Task objective - Copy the entries from the line with "Where can you see the timber post" to the line with "[[872, 693]]", swapping "instance" for "occurrence" and changing nothing else.

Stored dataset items
■ ■ ■ ■ ■

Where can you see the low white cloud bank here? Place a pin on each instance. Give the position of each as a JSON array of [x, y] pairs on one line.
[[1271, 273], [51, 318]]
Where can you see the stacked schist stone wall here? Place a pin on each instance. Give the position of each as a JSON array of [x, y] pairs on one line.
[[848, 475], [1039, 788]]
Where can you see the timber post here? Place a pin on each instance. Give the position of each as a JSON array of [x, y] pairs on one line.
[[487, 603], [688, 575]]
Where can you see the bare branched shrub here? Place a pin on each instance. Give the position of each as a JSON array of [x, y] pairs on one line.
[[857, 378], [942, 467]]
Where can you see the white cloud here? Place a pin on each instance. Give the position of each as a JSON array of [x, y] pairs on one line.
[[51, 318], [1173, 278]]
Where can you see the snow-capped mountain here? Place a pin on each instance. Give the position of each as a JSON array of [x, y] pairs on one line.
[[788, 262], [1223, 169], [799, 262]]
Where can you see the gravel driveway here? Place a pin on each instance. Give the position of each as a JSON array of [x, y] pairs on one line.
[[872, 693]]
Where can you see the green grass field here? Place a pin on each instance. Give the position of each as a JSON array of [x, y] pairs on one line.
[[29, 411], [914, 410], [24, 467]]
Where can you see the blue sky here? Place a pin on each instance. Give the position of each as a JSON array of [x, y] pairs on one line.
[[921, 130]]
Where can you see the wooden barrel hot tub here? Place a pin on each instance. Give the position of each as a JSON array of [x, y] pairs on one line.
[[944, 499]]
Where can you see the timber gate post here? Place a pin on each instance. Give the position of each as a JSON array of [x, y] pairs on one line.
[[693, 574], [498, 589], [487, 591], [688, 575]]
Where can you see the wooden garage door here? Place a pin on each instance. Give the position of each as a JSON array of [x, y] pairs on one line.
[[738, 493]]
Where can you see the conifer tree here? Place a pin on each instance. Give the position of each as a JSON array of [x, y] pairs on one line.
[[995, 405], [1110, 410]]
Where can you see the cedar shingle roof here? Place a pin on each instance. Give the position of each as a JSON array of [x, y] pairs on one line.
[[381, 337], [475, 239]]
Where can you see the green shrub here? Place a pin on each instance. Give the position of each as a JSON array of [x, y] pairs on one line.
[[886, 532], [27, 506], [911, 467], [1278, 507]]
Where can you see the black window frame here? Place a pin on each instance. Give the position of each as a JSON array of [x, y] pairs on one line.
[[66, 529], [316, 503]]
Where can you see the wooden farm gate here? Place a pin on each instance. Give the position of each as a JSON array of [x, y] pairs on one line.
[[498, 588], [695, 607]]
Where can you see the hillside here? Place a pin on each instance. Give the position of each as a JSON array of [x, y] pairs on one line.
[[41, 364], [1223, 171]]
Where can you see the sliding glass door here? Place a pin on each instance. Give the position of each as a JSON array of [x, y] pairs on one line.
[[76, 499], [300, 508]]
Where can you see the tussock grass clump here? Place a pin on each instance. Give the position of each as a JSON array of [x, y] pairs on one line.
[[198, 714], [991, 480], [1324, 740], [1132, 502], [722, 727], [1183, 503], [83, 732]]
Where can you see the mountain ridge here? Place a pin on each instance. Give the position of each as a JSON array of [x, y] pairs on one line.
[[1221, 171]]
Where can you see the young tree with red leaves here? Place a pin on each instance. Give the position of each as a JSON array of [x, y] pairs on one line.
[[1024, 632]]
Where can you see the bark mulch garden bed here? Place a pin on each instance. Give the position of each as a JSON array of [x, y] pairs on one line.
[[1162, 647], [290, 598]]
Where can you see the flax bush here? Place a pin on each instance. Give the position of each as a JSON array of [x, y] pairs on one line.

■ ■ ■ ■ ■

Task result -
Where can you see the timber post here? Place a pin on each occurrence. Give the position of each as a JSON array of [x, y] pairs on one line.
[[487, 603], [688, 575]]
Where can you see the bare branched shrub here? Place a pin on each occurrence. Give the position of each as a JSON array of [x, y] pairs on one line.
[[857, 378], [942, 467]]
Where can you see the white cloud here? Place a pin on each occurrence. Give the position of each as a JSON array of [x, y] pairs on one line.
[[51, 318], [1173, 278]]
Where can you see the snow-capped mountain here? Place a pin on each occurrence. Give the position of each as a JSON array of [x, y] pairs on one line.
[[788, 262], [1223, 169], [799, 262]]
Where can you see the gravel driveway here? Place a pin on each occurrence. Give the position of each as a JSON array of [x, y] pairs on one line.
[[872, 693]]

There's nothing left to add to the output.